Yönerge 1:
Maarif modeli hakkındaki yazıda yazar, Türkiye Yüzyılı Maarif Modeli karşısındaki durumu hangi uygulamanın ikincisiyle karşı karşıya kalmak olarak tanımlamaktadır?
Yönerge 2:
Maarif modeli hakkındaki yazıyı son cümlesinden sonra sürdürünüz.

+++ Alıntı Metin

Olaylar Ve Görüşler

Yeni maarif modelimiz... - Prof. Dr. Üstün Dökmen

03 Mayıs 2024 Cuma

Türkiye Yüzyılı Maarif Modeli doğru bir kararla tartışmaya açılmıştır ancak çağdaşlıktan ve pozitif bilimden uzak, ülkemizi geri götürecek nitelikte bir projedir. Bir anlamda ikinci bir ÇEDES ile karşı karşıyayız. Anlaşılan az önce ortaya attıkları ÇEDES’le yetinmeyen yetkililer daha kapsamlı bir geriye götürme projesi ortaya koymuşlardır.

++++++
+++ Gösterilen Bilgiler

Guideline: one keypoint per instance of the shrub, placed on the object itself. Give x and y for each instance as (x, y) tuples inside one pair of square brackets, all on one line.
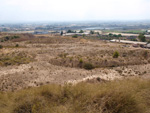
[(75, 36), (145, 54), (1, 46), (116, 54), (88, 66), (17, 45), (80, 61)]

++++++

Yazılı Yanıt 1:
ÇEDES'in ikincisiyle.

Yazılı Yanıt 2:
ÇEDES

Açılımı “Çevreme Duyarlıyım, Değerlerime Sahip Çıkıyorum” olan ÇEDES’in masum görünümü altındaki amacı eğitim sistemimizi çağdaşlıktan ve laiklikten uzaklaştırmaktı. Bu projeyle öğretmenlik sertifikası olmayan din adamları, üniversite öğrencisi olan abiler ve ablalar sınıflara girecekler, çocuklara çevre duyarlılığı ve bilim sevdası aşılayacaklardı. Burada acemice bir kamuflaj vardır. Asıl amaç eğitim sistemini dini temele oturtmaktır. Bunca yıldır, onca öğretmen çocuklara çevre duyarlılığı ve bilim sevdası aşılayamamışlar da bunu imamlar mı becereceklerdir? Bu proje kapsamında MEB Diyanet İşleri Başkanlığı ile işbirliği yapacaktır. Oysa MEB’in başka kuruluşlarla işbirliğine ihtiyacı olmadığı konusunda Yüksek Mahkeme kararı vardır.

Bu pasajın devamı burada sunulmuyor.